**** MATERIAL PROVIDED ****

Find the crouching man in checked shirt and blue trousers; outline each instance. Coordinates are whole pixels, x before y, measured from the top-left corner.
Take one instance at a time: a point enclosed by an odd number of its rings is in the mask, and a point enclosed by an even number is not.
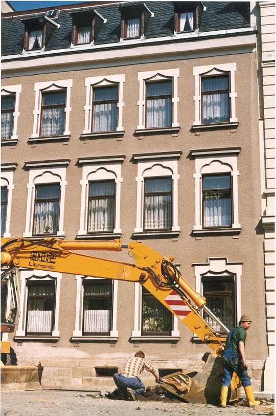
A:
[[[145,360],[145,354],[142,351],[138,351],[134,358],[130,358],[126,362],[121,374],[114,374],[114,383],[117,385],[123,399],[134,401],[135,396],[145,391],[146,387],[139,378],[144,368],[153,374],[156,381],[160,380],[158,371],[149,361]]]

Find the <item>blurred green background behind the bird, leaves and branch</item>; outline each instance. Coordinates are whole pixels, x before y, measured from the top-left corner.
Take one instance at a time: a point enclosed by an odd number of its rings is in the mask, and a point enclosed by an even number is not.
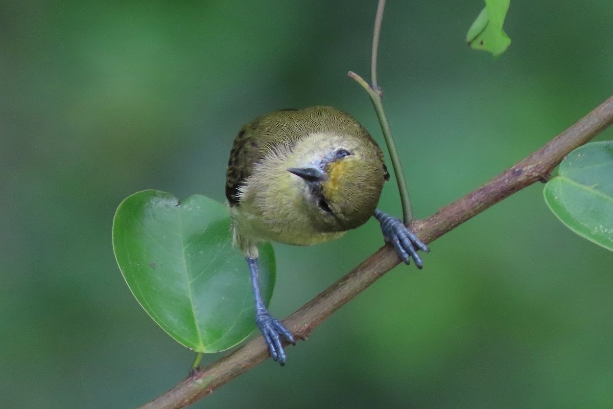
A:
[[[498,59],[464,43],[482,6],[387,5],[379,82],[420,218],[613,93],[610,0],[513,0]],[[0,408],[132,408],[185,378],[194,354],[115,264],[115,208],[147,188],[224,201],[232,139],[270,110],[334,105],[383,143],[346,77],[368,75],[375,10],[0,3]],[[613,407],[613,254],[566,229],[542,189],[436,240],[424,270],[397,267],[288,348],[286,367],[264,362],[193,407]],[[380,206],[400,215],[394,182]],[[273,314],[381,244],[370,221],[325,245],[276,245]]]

****
**** MATERIAL PROVIDED ****

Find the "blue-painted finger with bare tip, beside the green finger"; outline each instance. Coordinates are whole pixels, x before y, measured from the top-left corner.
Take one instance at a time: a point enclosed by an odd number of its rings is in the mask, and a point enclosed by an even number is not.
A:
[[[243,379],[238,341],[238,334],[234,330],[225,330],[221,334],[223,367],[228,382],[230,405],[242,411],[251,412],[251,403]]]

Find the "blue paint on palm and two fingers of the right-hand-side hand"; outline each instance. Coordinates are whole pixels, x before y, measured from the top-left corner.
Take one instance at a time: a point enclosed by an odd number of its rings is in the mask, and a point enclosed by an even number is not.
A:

****
**** MATERIAL PROVIDED ****

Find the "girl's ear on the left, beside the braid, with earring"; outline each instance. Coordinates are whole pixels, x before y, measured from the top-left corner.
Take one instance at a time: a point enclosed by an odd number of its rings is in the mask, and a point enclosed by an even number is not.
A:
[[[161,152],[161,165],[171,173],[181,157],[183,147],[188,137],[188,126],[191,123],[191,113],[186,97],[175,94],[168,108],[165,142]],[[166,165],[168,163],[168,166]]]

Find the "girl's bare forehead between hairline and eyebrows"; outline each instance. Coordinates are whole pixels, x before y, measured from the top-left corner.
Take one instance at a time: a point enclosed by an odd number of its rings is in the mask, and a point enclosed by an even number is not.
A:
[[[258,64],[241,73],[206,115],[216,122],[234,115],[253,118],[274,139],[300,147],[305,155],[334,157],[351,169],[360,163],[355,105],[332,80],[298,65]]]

****

WHAT YOU HAVE TO DO:
Examine the listing and say how many of its lines contain the string "green". Give the number alone.

SOLUTION FOR THIS EXERCISE:
2